## Your goal
In the records below, return word for word the lines from the line with "If you could mark the olympic rings banner" up to and including the line with "Target: olympic rings banner".

Records from a collection:
◇ ◇ ◇
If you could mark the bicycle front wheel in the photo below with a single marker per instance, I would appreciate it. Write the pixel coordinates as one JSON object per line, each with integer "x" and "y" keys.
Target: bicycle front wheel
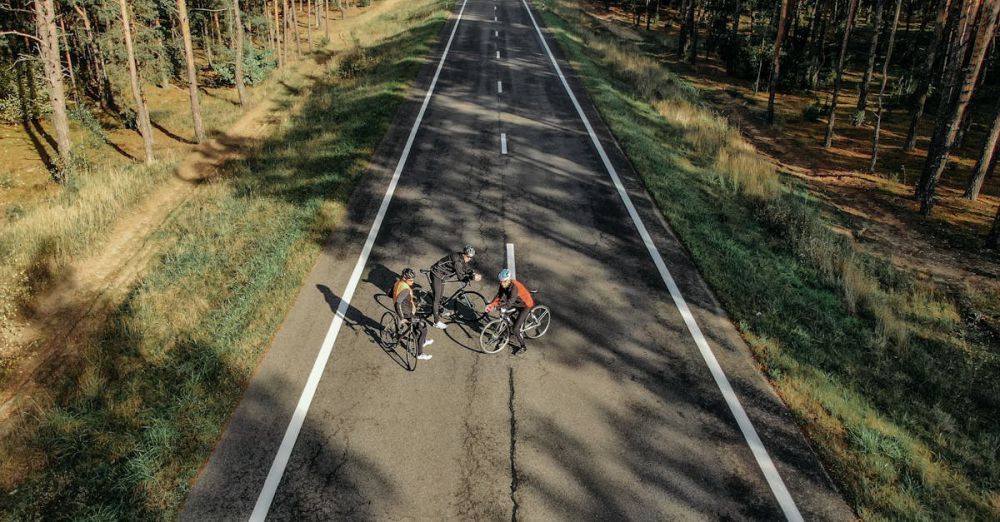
{"x": 389, "y": 334}
{"x": 495, "y": 336}
{"x": 537, "y": 322}
{"x": 470, "y": 307}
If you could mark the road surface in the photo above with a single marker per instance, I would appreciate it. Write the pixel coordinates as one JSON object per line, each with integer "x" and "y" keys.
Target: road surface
{"x": 615, "y": 414}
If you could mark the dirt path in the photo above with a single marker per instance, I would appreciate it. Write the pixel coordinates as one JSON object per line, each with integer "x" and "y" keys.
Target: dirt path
{"x": 67, "y": 316}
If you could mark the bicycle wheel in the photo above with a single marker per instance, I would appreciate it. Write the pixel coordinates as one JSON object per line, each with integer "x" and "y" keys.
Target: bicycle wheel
{"x": 495, "y": 336}
{"x": 410, "y": 351}
{"x": 389, "y": 335}
{"x": 470, "y": 306}
{"x": 537, "y": 322}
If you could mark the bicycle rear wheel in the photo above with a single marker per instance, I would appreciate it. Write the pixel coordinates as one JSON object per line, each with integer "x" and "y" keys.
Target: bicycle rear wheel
{"x": 537, "y": 322}
{"x": 389, "y": 334}
{"x": 470, "y": 306}
{"x": 410, "y": 351}
{"x": 495, "y": 336}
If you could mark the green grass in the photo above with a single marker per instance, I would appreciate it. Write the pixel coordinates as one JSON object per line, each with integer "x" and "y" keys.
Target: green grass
{"x": 895, "y": 381}
{"x": 133, "y": 421}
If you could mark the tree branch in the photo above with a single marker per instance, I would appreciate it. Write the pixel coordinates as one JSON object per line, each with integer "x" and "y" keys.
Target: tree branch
{"x": 26, "y": 35}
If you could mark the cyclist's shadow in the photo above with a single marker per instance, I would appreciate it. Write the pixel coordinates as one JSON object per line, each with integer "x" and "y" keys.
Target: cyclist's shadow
{"x": 466, "y": 334}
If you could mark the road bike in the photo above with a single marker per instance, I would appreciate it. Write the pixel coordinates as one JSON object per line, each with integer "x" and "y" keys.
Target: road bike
{"x": 394, "y": 334}
{"x": 496, "y": 335}
{"x": 466, "y": 305}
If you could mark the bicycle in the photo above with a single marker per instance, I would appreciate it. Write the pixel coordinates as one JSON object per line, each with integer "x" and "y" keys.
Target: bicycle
{"x": 496, "y": 335}
{"x": 393, "y": 334}
{"x": 462, "y": 303}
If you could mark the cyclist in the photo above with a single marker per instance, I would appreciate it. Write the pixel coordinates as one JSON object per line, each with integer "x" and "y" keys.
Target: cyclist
{"x": 406, "y": 311}
{"x": 452, "y": 267}
{"x": 513, "y": 294}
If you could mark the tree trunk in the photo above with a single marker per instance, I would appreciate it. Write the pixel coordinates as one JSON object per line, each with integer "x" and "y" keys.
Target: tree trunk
{"x": 872, "y": 54}
{"x": 923, "y": 88}
{"x": 986, "y": 159}
{"x": 142, "y": 115}
{"x": 237, "y": 19}
{"x": 48, "y": 49}
{"x": 103, "y": 82}
{"x": 218, "y": 29}
{"x": 947, "y": 127}
{"x": 682, "y": 36}
{"x": 776, "y": 61}
{"x": 993, "y": 241}
{"x": 852, "y": 8}
{"x": 326, "y": 18}
{"x": 199, "y": 129}
{"x": 309, "y": 22}
{"x": 69, "y": 59}
{"x": 885, "y": 80}
{"x": 294, "y": 24}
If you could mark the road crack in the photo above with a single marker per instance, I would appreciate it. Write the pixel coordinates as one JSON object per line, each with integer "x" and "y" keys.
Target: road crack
{"x": 513, "y": 448}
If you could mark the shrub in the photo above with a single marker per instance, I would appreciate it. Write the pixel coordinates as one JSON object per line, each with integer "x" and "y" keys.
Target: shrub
{"x": 858, "y": 118}
{"x": 256, "y": 65}
{"x": 813, "y": 112}
{"x": 24, "y": 97}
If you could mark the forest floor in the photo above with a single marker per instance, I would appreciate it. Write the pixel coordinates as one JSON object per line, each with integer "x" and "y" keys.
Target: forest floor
{"x": 878, "y": 209}
{"x": 73, "y": 307}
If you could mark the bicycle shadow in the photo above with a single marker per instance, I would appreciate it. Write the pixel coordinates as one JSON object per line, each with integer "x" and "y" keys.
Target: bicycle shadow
{"x": 466, "y": 334}
{"x": 355, "y": 319}
{"x": 382, "y": 277}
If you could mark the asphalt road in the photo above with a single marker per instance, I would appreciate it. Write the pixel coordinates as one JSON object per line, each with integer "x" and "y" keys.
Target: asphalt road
{"x": 613, "y": 415}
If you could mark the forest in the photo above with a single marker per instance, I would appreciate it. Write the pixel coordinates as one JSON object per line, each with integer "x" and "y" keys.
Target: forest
{"x": 931, "y": 63}
{"x": 90, "y": 60}
{"x": 828, "y": 163}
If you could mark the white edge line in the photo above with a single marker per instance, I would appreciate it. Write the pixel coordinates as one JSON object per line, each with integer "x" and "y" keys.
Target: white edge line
{"x": 781, "y": 493}
{"x": 263, "y": 504}
{"x": 510, "y": 261}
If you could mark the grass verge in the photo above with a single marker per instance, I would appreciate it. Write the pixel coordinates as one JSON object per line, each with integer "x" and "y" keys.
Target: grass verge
{"x": 133, "y": 421}
{"x": 895, "y": 381}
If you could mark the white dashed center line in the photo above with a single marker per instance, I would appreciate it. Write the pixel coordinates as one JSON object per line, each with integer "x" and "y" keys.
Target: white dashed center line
{"x": 510, "y": 260}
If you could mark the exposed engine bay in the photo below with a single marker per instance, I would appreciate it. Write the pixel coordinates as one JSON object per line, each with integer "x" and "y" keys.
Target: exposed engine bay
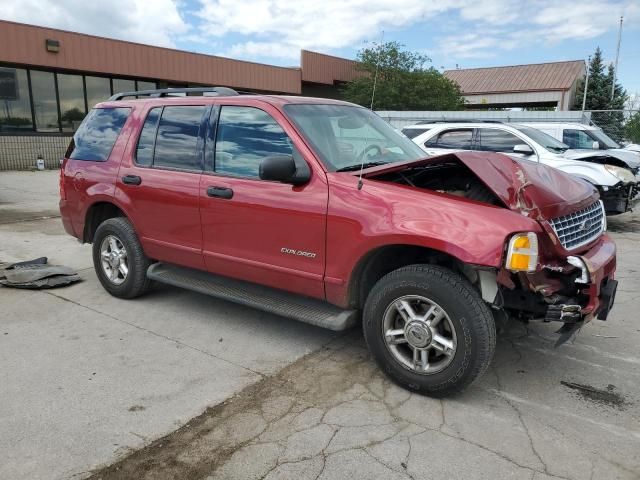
{"x": 448, "y": 177}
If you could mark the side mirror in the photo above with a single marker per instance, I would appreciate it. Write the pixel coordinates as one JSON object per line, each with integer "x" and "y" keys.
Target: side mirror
{"x": 524, "y": 149}
{"x": 285, "y": 169}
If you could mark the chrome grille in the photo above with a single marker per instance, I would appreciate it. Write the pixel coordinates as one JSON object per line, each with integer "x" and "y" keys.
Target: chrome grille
{"x": 581, "y": 227}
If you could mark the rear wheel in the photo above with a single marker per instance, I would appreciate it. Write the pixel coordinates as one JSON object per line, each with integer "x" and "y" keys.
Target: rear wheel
{"x": 429, "y": 330}
{"x": 119, "y": 260}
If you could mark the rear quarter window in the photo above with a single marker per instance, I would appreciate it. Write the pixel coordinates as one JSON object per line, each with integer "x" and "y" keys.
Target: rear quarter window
{"x": 413, "y": 132}
{"x": 97, "y": 135}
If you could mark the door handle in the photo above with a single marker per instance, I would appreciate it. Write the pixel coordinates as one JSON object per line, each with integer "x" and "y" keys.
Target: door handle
{"x": 131, "y": 180}
{"x": 220, "y": 192}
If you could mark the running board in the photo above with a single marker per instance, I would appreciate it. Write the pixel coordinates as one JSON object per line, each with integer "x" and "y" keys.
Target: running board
{"x": 279, "y": 302}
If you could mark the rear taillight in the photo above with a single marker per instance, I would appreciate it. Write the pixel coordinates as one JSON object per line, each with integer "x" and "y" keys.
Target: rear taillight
{"x": 63, "y": 193}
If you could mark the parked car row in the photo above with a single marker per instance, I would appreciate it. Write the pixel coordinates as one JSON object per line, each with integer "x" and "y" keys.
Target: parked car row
{"x": 613, "y": 172}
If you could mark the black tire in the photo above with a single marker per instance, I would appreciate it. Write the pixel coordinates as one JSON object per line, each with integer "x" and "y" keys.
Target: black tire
{"x": 467, "y": 314}
{"x": 136, "y": 282}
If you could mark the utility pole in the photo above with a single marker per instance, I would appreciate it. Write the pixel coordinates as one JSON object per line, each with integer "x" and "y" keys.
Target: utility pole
{"x": 615, "y": 65}
{"x": 586, "y": 84}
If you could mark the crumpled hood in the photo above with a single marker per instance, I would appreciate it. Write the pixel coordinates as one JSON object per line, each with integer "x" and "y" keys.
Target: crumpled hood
{"x": 531, "y": 188}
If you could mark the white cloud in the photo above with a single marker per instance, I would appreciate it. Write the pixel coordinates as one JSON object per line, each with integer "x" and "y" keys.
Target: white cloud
{"x": 268, "y": 29}
{"x": 280, "y": 28}
{"x": 155, "y": 22}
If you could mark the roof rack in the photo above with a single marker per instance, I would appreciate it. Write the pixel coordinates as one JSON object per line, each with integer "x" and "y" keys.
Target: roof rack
{"x": 471, "y": 120}
{"x": 170, "y": 92}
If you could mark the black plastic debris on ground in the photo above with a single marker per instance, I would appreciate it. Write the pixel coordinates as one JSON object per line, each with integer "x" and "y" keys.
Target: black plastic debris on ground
{"x": 602, "y": 396}
{"x": 36, "y": 274}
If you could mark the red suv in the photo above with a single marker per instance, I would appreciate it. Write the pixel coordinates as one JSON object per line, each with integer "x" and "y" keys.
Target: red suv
{"x": 320, "y": 211}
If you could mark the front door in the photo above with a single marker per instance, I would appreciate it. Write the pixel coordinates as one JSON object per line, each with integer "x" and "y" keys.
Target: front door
{"x": 159, "y": 185}
{"x": 265, "y": 232}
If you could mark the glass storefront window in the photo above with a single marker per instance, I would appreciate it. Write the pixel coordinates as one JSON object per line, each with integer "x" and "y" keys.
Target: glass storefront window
{"x": 43, "y": 88}
{"x": 120, "y": 85}
{"x": 146, "y": 85}
{"x": 15, "y": 105}
{"x": 71, "y": 94}
{"x": 98, "y": 90}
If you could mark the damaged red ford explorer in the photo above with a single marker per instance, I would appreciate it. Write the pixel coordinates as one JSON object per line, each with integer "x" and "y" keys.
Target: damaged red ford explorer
{"x": 320, "y": 211}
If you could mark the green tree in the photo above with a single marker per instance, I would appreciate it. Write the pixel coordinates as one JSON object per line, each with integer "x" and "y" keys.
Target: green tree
{"x": 404, "y": 82}
{"x": 599, "y": 97}
{"x": 632, "y": 129}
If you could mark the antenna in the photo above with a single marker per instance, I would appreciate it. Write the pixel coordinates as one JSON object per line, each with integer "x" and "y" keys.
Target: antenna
{"x": 586, "y": 85}
{"x": 373, "y": 95}
{"x": 615, "y": 65}
{"x": 375, "y": 75}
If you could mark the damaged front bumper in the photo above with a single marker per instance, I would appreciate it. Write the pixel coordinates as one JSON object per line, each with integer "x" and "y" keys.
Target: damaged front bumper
{"x": 620, "y": 198}
{"x": 574, "y": 291}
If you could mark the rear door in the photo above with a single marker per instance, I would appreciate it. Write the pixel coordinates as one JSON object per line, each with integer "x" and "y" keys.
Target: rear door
{"x": 159, "y": 184}
{"x": 261, "y": 231}
{"x": 449, "y": 140}
{"x": 92, "y": 162}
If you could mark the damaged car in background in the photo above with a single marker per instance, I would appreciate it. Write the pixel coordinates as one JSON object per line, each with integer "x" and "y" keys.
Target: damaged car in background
{"x": 615, "y": 181}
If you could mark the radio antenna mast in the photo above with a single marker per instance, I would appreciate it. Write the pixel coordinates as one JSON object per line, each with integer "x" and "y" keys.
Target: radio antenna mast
{"x": 375, "y": 75}
{"x": 373, "y": 95}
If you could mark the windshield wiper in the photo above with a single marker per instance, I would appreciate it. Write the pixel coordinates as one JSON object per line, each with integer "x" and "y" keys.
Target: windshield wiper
{"x": 356, "y": 166}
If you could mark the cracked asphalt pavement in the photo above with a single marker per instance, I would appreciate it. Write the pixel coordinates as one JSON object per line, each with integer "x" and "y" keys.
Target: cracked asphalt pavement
{"x": 308, "y": 404}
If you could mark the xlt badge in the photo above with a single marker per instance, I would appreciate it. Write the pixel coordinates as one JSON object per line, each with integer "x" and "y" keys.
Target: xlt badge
{"x": 299, "y": 253}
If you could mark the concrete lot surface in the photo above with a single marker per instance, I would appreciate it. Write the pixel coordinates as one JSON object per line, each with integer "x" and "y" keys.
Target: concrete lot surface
{"x": 112, "y": 389}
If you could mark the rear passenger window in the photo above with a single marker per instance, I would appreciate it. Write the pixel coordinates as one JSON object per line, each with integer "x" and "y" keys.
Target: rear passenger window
{"x": 144, "y": 152}
{"x": 97, "y": 135}
{"x": 245, "y": 136}
{"x": 454, "y": 139}
{"x": 494, "y": 140}
{"x": 177, "y": 138}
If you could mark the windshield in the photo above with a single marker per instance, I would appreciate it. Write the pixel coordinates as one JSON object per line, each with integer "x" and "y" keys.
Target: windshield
{"x": 547, "y": 141}
{"x": 602, "y": 138}
{"x": 345, "y": 136}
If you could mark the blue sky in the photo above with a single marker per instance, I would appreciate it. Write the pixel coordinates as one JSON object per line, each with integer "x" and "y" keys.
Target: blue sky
{"x": 463, "y": 32}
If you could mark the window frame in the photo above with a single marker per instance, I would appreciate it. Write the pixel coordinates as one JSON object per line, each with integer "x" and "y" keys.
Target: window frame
{"x": 200, "y": 142}
{"x": 585, "y": 133}
{"x": 472, "y": 143}
{"x": 70, "y": 151}
{"x": 295, "y": 152}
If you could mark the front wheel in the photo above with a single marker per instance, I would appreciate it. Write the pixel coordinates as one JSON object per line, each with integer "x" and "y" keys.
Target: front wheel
{"x": 429, "y": 330}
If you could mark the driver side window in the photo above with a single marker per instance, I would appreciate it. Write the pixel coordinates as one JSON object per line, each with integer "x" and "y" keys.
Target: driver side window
{"x": 244, "y": 137}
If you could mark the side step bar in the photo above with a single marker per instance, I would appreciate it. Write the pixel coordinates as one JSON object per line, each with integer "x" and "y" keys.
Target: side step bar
{"x": 279, "y": 302}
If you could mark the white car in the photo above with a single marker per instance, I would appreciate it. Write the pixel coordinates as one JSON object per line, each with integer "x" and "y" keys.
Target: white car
{"x": 618, "y": 186}
{"x": 588, "y": 137}
{"x": 634, "y": 147}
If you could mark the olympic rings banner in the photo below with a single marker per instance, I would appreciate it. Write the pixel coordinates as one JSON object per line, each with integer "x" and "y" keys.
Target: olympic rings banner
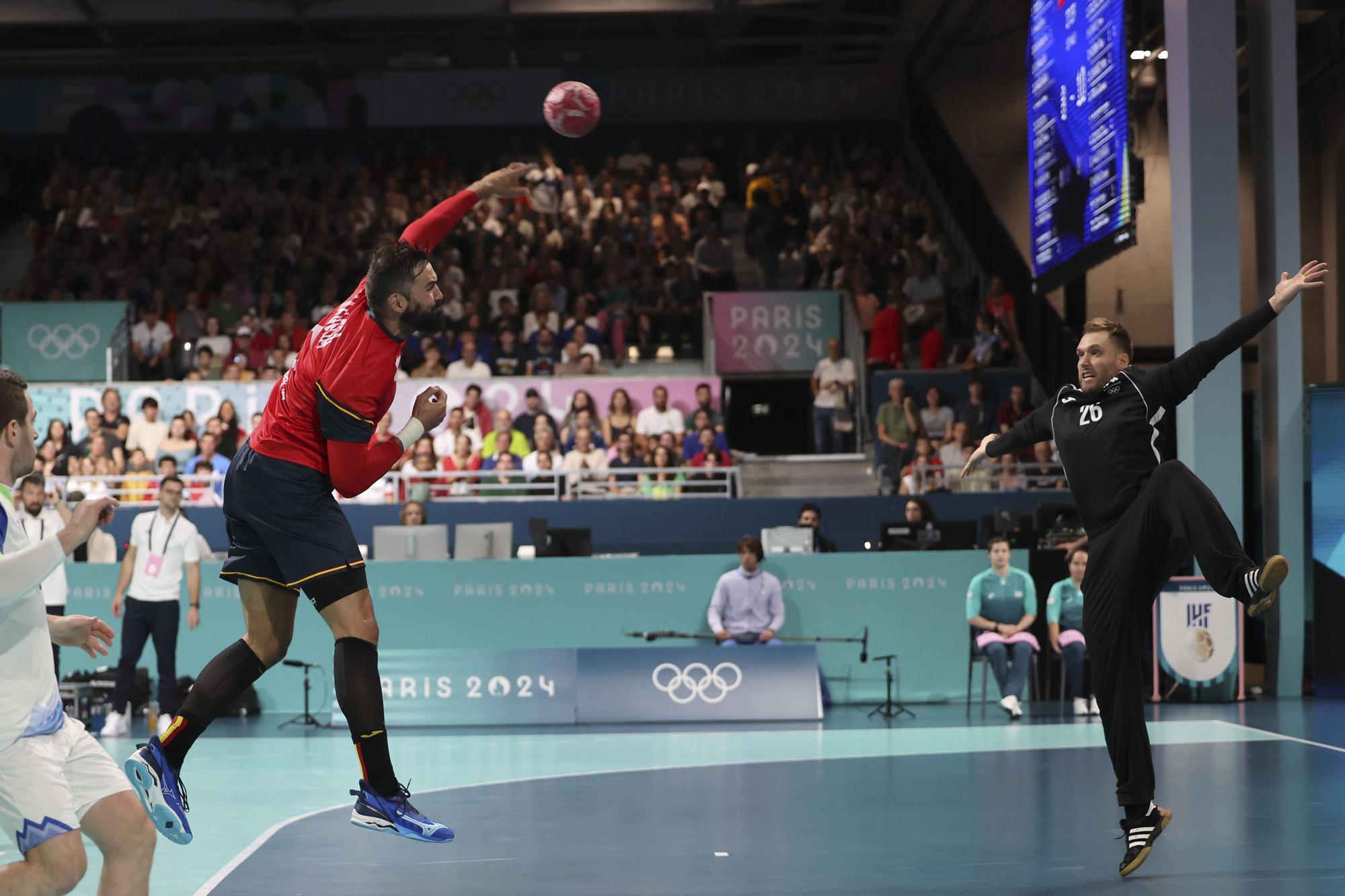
{"x": 699, "y": 684}
{"x": 59, "y": 342}
{"x": 598, "y": 685}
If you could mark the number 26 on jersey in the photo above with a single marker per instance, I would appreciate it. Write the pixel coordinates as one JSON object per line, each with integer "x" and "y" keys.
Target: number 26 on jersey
{"x": 1090, "y": 413}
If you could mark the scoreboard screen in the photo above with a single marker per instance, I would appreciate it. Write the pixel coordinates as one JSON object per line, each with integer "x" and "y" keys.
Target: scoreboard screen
{"x": 1078, "y": 136}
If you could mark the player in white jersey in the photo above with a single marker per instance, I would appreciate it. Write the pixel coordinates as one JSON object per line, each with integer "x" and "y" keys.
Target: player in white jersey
{"x": 56, "y": 779}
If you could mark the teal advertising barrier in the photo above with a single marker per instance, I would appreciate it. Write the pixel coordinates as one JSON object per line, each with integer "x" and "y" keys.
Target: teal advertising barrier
{"x": 591, "y": 685}
{"x": 914, "y": 604}
{"x": 52, "y": 342}
{"x": 774, "y": 331}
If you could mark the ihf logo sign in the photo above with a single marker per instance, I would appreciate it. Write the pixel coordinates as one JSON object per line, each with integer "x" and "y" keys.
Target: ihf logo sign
{"x": 1198, "y": 615}
{"x": 1200, "y": 643}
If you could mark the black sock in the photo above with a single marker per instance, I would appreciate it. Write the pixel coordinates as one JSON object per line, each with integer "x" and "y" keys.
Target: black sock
{"x": 361, "y": 696}
{"x": 220, "y": 684}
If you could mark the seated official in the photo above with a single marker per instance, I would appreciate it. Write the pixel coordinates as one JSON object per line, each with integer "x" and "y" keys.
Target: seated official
{"x": 1066, "y": 622}
{"x": 1001, "y": 607}
{"x": 810, "y": 517}
{"x": 748, "y": 606}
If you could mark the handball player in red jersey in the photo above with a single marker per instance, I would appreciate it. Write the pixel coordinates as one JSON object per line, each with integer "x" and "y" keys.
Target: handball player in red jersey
{"x": 289, "y": 534}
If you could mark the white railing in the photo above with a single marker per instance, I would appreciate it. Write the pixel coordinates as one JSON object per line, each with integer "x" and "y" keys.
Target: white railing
{"x": 450, "y": 486}
{"x": 989, "y": 477}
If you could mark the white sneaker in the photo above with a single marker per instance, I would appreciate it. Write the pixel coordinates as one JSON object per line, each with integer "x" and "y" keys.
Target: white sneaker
{"x": 116, "y": 725}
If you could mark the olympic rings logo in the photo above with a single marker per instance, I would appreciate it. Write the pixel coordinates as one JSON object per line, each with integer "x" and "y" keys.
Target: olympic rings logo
{"x": 64, "y": 341}
{"x": 697, "y": 680}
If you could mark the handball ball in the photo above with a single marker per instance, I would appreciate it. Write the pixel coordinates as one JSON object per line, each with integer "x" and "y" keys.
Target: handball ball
{"x": 572, "y": 110}
{"x": 1200, "y": 645}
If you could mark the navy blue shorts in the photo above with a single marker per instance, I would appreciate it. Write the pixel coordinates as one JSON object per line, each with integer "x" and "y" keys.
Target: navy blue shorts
{"x": 286, "y": 529}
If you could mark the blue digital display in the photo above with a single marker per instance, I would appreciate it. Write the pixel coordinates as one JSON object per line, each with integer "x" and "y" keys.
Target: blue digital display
{"x": 1078, "y": 135}
{"x": 1328, "y": 483}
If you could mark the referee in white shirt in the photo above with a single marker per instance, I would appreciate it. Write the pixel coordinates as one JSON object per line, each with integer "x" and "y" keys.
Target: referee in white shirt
{"x": 162, "y": 544}
{"x": 833, "y": 381}
{"x": 41, "y": 520}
◇ ◇ ◇
## Result below
If you could mark the olympic rings banner in the photo below with a single marker per instance, I would appreciate it. Write the pixel coordinates as one JSON object per line, each with integer "x" and "y" keys.
Target: olympic rings banner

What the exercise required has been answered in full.